> _RECORD SET_:

═══

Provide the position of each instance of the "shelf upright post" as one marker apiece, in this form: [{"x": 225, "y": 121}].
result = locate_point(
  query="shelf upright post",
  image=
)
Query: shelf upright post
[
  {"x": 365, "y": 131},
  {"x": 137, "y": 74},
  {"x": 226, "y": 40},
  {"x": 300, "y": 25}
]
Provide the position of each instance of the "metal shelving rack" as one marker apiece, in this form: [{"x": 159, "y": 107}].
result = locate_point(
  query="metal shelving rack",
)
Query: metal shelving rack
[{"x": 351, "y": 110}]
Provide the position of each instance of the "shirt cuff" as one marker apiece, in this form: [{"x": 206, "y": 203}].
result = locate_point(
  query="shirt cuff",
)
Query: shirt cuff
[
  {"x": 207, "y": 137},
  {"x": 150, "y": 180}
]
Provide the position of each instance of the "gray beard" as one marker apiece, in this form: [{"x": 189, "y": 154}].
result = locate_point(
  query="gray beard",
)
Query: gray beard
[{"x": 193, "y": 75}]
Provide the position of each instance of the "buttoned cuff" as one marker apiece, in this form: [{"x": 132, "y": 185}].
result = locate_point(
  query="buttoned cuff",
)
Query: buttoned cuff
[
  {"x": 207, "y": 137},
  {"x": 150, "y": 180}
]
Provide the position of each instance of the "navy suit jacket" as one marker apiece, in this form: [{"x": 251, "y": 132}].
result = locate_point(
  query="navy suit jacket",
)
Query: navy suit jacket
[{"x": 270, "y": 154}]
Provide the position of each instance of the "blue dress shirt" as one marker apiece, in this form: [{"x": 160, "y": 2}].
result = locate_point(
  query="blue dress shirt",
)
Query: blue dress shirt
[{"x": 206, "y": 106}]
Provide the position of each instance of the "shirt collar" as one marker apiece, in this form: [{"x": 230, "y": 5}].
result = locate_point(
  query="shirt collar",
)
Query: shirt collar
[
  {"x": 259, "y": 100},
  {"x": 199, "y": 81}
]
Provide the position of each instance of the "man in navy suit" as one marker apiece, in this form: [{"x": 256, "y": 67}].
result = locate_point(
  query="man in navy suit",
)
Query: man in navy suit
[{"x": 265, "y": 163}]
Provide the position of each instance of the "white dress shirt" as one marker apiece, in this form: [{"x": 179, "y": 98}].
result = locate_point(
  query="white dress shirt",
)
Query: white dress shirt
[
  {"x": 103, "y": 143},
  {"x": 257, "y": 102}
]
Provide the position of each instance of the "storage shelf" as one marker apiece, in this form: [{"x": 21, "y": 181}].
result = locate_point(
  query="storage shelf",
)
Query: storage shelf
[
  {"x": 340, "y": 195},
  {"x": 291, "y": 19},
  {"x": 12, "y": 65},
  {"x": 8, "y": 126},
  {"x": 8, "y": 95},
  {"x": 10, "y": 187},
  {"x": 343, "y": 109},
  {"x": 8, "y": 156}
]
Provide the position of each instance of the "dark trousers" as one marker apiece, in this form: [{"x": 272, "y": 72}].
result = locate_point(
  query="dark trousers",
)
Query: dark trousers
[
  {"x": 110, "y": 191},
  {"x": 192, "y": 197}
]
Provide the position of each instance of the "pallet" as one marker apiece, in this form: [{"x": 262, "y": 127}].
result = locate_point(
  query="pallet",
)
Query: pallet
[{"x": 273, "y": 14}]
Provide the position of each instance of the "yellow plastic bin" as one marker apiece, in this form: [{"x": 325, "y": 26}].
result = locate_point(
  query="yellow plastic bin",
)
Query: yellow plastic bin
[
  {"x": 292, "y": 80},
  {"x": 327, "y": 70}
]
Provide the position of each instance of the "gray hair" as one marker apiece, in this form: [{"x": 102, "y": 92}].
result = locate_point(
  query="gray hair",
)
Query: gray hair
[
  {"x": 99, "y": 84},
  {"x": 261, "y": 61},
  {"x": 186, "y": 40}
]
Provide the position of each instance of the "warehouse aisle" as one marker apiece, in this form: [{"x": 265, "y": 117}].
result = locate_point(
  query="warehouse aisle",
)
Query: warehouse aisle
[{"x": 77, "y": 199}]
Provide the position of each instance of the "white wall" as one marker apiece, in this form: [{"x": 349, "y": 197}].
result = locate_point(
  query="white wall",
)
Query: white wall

═══

> _TASK OBJECTIVE_:
Start to finish, copy the records above with no differences.

> _ANSWER TO THIS EXERCISE_:
Provide the position of each instance of the "shelf upright post" as one marker apiece, in this form: [{"x": 225, "y": 121}].
result = locate_point(
  query="shelf upright post",
  image=
)
Query: shelf upright post
[
  {"x": 365, "y": 131},
  {"x": 137, "y": 74},
  {"x": 226, "y": 40},
  {"x": 300, "y": 25}
]
Provide the position of each instance of the "metal shelving rack" as one marker apiece, in this form: [{"x": 159, "y": 107}].
result = locate_point(
  query="metal shelving rack",
)
Query: metal shelving rack
[{"x": 351, "y": 110}]
Provide the position of each instance of the "shirt cuff" as one marker apiece, in this form: [{"x": 206, "y": 203}].
result = locate_point(
  query="shirt cuff",
)
Query: shirt cuff
[
  {"x": 207, "y": 137},
  {"x": 150, "y": 180}
]
Provide the position of each instance of the "gray beard" as one marker apiece, in this form: [{"x": 189, "y": 154}].
result = locate_point(
  query="gray beard",
)
Query: gray beard
[{"x": 193, "y": 75}]
Provide the position of each instance of the "buttoned cuff" as one marker apiece, in this form: [{"x": 132, "y": 185}].
result = locate_point(
  query="buttoned cuff",
)
Query: buttoned cuff
[
  {"x": 207, "y": 137},
  {"x": 150, "y": 180}
]
Provide the position of each instance of the "navy suit jacket" as one marker apiece, in this form: [{"x": 251, "y": 132}].
result = locate_point(
  query="navy suit jacket",
)
Query: navy suit jacket
[{"x": 270, "y": 154}]
Provide the position of each instance of the "blue dress shirt" as one marker apiece, in this form: [{"x": 160, "y": 2}].
result = locate_point(
  query="blue dress shirt",
)
Query: blue dress shirt
[{"x": 206, "y": 106}]
Provide the position of each instance of the "shirt collar" as one marker apiece, in this form: [{"x": 230, "y": 5}].
result = locate_point(
  query="shirt collar",
)
Query: shirt collar
[
  {"x": 259, "y": 100},
  {"x": 199, "y": 81}
]
Provide the position of each instance of the "man in navy suit" as one marker apiece, in this form: [{"x": 256, "y": 67}].
result = locate_point(
  query="man in navy suit",
)
Query: man in navy suit
[{"x": 265, "y": 163}]
Provide the position of each instance of the "white dress shirt" as one marker apiece, in this form: [{"x": 179, "y": 98}].
result = locate_point(
  query="white dress shirt",
)
Query: white dress shirt
[
  {"x": 103, "y": 143},
  {"x": 257, "y": 102}
]
Provide the position of each instance of the "storage shelf" as one marker apiece, in this form: [{"x": 21, "y": 181}].
result = locate_point(
  query="storage shelf",
)
Query: storage shelf
[
  {"x": 340, "y": 195},
  {"x": 291, "y": 19},
  {"x": 12, "y": 65},
  {"x": 8, "y": 126},
  {"x": 8, "y": 95},
  {"x": 10, "y": 187},
  {"x": 343, "y": 109},
  {"x": 8, "y": 156}
]
Provide the position of each instance of the "dark trousers" as one marker apiece, in this form: [{"x": 272, "y": 72}].
result = locate_point(
  query="dark trousers",
)
Query: dark trousers
[
  {"x": 110, "y": 191},
  {"x": 192, "y": 197}
]
Provide the position of each instance of the "pallet" as one marker apiece, in this form: [{"x": 262, "y": 127}].
result = locate_point(
  query="pallet",
)
Query: pallet
[{"x": 273, "y": 14}]
Provide the position of each instance of the "yellow plastic bin" as one marker apiece, in this form: [{"x": 325, "y": 26}].
result = locate_point(
  query="yellow plastic bin",
)
Query: yellow plastic bin
[
  {"x": 292, "y": 80},
  {"x": 327, "y": 70}
]
Provide the position of each instance of the "gray hair" as one marker apiece, in this form: [{"x": 102, "y": 92}].
result = locate_point(
  query="gray hair",
)
Query: gray hair
[
  {"x": 99, "y": 84},
  {"x": 261, "y": 61},
  {"x": 186, "y": 40}
]
Provide the position of each instance of the "warehouse aisle" as one marker apiece, in this form: [{"x": 265, "y": 117}].
result = locate_point(
  query="warehouse aisle",
)
Query: warehouse aisle
[{"x": 77, "y": 199}]
Provide the position of each instance of the "white wall" as one marker apiece, in this form: [{"x": 349, "y": 197}].
result = locate_point(
  query="white wall",
)
Query: white wall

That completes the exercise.